**WORK REQUEST 1**: How many siblings does the excerpt say the young reader lived with?
**WORK REQUEST 2**: Write out, word for word, the part of the excerpt from "(BBC, approx 13" to "none can follow.".

*** Opening TEXT SHOWN ***

Katherine Rundell reminds us of the wonder of children’s literature, and why, as adults, they are still just as good for the soul. 

(BBC, approx 13 mins reading time)

What is it like to read as a child? Is there something in it – the headlong, hungry, immersive quality of it – that we can get back to? When I was young I read with a rage to understand. Adult memories of how we once read are often de-spiked by nostalgia, but my need for books as a child was sharp and urgent and furious if thwarted. My family was large, and reading offered privacy from the raucous, mildly unhinged panopticon that is living with three siblings: I could be sitting alongside them in the car, but, in fact, it was the only time when nobody in the world knew where I was. Crawling through dark tunnels in the company of hobbits, standing in front of oncoming trains waving a red flag torn from a petticoat: to read alone is to step into an infinite space where none can follow.

5. New approach

In the US,  where emergency-department visits for mental-health reasons have surged, some hospitals are exploring new ways to better treat psychiatric patients. 

(The New Yorker, approx 21 mins reading time)

*** Closing TEXT SHOWN ***
*** Opening DATA ***

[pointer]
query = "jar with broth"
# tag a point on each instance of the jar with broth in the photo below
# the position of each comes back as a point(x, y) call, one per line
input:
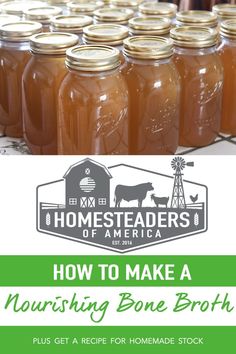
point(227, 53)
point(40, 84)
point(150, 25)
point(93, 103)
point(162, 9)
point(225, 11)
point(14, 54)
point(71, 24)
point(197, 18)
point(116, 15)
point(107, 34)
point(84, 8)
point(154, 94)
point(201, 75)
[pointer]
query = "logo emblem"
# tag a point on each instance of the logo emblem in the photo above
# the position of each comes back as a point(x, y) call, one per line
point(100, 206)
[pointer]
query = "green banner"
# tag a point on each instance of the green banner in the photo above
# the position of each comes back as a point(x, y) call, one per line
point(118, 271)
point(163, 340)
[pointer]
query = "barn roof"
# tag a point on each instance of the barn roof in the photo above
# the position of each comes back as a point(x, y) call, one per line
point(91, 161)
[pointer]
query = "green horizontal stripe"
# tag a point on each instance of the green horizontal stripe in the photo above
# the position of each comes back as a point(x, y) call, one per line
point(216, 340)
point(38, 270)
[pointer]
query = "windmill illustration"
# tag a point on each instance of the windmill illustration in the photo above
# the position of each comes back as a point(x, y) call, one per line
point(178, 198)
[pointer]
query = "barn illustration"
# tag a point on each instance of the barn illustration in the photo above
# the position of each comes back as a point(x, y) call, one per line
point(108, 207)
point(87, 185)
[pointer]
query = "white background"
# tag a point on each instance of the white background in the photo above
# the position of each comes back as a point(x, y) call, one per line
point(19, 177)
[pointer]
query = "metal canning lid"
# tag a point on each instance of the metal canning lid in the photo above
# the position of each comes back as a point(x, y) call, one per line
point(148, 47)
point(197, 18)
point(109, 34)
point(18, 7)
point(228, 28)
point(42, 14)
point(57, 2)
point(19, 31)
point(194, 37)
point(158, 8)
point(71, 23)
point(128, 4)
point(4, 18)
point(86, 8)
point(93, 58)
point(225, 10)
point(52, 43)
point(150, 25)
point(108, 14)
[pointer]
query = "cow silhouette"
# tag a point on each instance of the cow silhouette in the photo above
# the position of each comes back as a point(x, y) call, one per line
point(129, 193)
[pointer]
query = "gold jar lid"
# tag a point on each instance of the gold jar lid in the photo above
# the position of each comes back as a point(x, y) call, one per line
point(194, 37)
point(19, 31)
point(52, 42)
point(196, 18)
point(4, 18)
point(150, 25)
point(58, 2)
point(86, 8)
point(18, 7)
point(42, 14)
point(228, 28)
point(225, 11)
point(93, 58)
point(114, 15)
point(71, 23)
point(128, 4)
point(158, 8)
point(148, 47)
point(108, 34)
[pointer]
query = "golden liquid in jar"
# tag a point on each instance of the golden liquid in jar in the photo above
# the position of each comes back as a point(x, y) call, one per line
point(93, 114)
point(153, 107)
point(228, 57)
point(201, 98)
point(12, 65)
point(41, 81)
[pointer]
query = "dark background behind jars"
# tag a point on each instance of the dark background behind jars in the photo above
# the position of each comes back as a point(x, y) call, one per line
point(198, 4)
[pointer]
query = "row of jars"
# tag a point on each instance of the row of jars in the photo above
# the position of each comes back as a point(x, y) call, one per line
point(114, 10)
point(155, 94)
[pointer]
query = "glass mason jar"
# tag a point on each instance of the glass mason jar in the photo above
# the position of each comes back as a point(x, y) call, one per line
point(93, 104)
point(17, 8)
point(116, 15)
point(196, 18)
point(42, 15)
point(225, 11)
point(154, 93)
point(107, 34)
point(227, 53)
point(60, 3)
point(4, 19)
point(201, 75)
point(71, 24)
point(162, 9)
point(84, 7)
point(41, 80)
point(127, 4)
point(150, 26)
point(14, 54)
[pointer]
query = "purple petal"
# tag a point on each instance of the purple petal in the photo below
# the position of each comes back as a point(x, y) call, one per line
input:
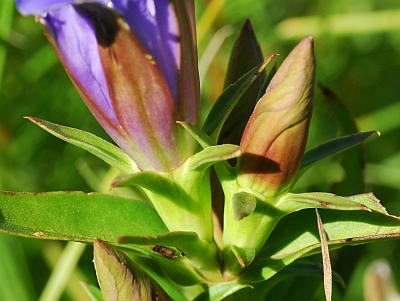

*** Closing DATA ***

**TASK OUTPUT 1**: Three siblings.

**TASK OUTPUT 2**:
(BBC, approx 13 mins reading time)

What is it like to read as a child? Is there something in it – the headlong, hungry, immersive quality of it – that we can get back to? When I was young I read with a rage to understand. Adult memories of how we once read are often de-spiked by nostalgia, but my need for books as a child was sharp and urgent and furious if thwarted. My family was large, and reading offered privacy from the raucous, mildly unhinged panopticon that is living with three siblings: I could be sitting alongside them in the car, but, in fact, it was the only time when nobody in the world knew where I was. Crawling through dark tunnels in the company of hobbits, standing in front of oncoming trains waving a red flag torn from a petticoat: to read alone is to step into an infinite space where none can follow.